Dê continuidade ao texto sobre a plutocracia brasileira, começando logo após a última frase mostrada.

Trecho apresentado:
────────
Por Leonardo Boff
A plutocracia brasileira
(os 71.440 mil milhardários segundo o IPEA) possui pouca fantasia. Usa os
mesmos métodos, a mesma linguagem, o mesmo recurso farisaico do moralismo e do
combate à corrupção para ocultar a própria corrupção e dar um golpe na democracia
e assim salvaguardar seus privilégios. Sempre que emerge uma democracia com
abertura ao social se enchem de medo. Organizam um conluio de forças que
envolve setores da política, do judiciário, do MPF, da PF e principalmente da
imprensa conservadora e até reacionária como é o caso do conglomerado de O
Globo. Assim fizeram com Vargas, com Jango e agora com Lula-Dilma. A sessão de
04/08/ no Senado, mostrou a farsa montada pela oligarquia que usou os senadores
como os soldados civis previamente bem instruídos, para aplicar um funesto
golpe contra a razão sensata e contra democracia.
Numa entrevista à Folha de
São Paulo (24/04/2016) escreveu acertadamente Jessé Souza, autor de um livro
que merece ser lido, também com certa crítica, “A tolice da inteligência brasileira”
(Leya 2015):”Nossa elite do dinheiro nunca sentiu compromisso com os destinos
do país. O Brasil é palco de uma disputa entre esses dois projetos: o sonho de
um país grande e pujante para a maioria; e a realidade de uma elite da rapina
que quer drenar o trabalho de todos e saquear as riquezas do país para o bolso
de meia dúzia. A elite do dinheiro manda pelo simples fato de poder “comprar”
todas as outras elites”(Quem deu o golpe e contra quem).
────────
Dados fornecidos:
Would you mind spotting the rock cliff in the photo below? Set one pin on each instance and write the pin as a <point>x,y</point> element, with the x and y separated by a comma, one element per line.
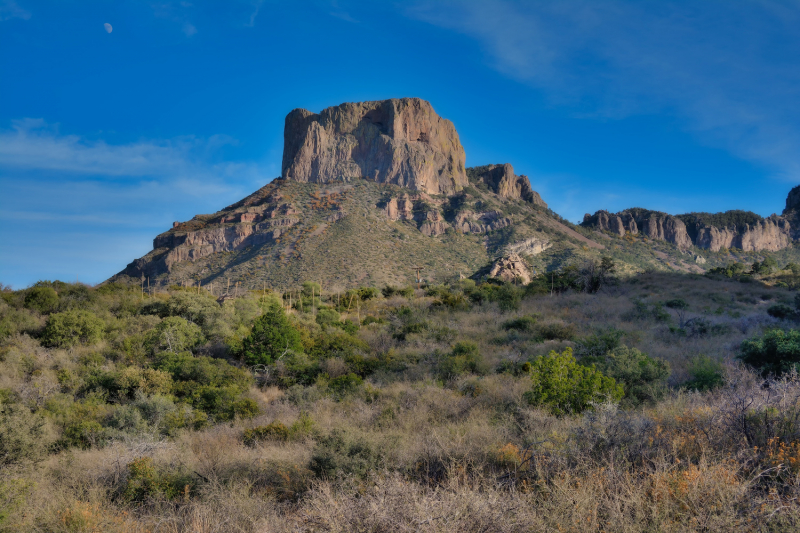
────────
Resultado do exercício:
No atual processo de
impeachment à Presidenta Dilma contam com um aliado poderoso: o complexo
jurídico-policial do Estado que substitui as baionetas. O vice Presidente
usurpou o título de Presidente e montou um ministério de pantomima com vários
ministros corruptos e reduzindo os ministérios, da cultura, da comunicação e da
secretaria dos direitos humanos, dos negros e das mulheres, cortando de forma
criminosa verbas da saúde, da educação, atacando os direitos dos trabalhadores,
o salário mínimo, a legislação trabalhista, as aposentadorias e outros
benefícios sociais, inaugurados pelos dois mandatos anteriores.
Por trás do golpe
parlamentar estão estas forças citadas por Jessé Souza. Bem disse o Papa
Francisco à Letícia Sabatella quando junto com uma famosa jurista teve, há dois
meses, um encontro com o Papa em Roma, relatando a ameaça que corre a
democracia brasileira. O Papa comentou: ”esse golpe vem dos capitalistas”.
O fato é que estamos todos
cansados de tanta corrupção, justamente denunciada e das delongas no processo
do impeachment.
Ninguém sabe para onde estamos
indo. Algo parece ficar claro que o design social, montado a partir do
colonialismo e do escravagismo com as castas de endinheirados que se firmaram
no poder seja na sociedade seja nos aparatos do Estado está chegando ao seu
fim.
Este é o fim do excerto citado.